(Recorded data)

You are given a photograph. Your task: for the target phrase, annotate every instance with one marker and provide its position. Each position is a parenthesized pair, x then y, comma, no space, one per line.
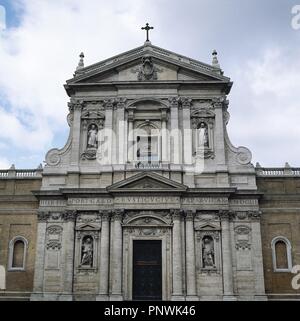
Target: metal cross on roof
(147,28)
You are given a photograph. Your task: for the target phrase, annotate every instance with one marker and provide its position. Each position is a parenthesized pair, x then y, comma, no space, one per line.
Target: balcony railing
(277,171)
(21,173)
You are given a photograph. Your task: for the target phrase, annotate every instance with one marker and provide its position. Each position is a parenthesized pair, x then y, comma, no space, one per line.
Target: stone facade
(18,208)
(148,159)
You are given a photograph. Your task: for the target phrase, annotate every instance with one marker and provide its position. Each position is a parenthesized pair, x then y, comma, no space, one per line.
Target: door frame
(162,234)
(134,242)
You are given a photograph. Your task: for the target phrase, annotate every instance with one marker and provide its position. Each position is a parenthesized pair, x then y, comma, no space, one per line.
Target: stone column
(130,136)
(117,259)
(177,256)
(109,135)
(69,218)
(121,129)
(219,134)
(104,258)
(176,142)
(187,131)
(257,256)
(38,281)
(75,108)
(228,293)
(164,137)
(191,286)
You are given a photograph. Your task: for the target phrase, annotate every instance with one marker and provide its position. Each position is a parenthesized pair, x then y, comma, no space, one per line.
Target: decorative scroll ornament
(243,156)
(147,71)
(53,158)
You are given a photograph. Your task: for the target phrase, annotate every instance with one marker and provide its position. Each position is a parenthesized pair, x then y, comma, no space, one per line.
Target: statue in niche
(202,135)
(92,137)
(208,253)
(87,251)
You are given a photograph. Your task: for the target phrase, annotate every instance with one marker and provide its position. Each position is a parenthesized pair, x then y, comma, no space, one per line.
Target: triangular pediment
(168,65)
(147,182)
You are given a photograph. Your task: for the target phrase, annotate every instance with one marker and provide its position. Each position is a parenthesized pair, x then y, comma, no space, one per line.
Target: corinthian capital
(121,103)
(75,105)
(109,103)
(117,215)
(186,102)
(174,101)
(69,216)
(176,214)
(226,215)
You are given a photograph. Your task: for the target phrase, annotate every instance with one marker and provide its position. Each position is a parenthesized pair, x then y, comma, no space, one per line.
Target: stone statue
(202,136)
(87,252)
(208,254)
(92,137)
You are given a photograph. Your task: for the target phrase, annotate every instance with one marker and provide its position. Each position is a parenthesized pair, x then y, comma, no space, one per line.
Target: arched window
(87,251)
(17,253)
(147,144)
(281,254)
(2,278)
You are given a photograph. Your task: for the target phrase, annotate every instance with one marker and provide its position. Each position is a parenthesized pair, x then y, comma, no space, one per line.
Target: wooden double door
(147,270)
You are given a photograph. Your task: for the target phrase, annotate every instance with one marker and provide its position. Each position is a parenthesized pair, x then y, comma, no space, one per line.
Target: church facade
(149,199)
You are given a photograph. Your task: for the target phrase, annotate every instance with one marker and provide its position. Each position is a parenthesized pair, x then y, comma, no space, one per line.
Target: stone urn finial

## REQUIRED TASK
Pick out every line of the recorded data above that contains the string "stone", matching case exactly, and copy each one.

## WRITTEN RESPONSE
Target: stone facade
Target: stone column
Target: stone statue
Target: stone urn finial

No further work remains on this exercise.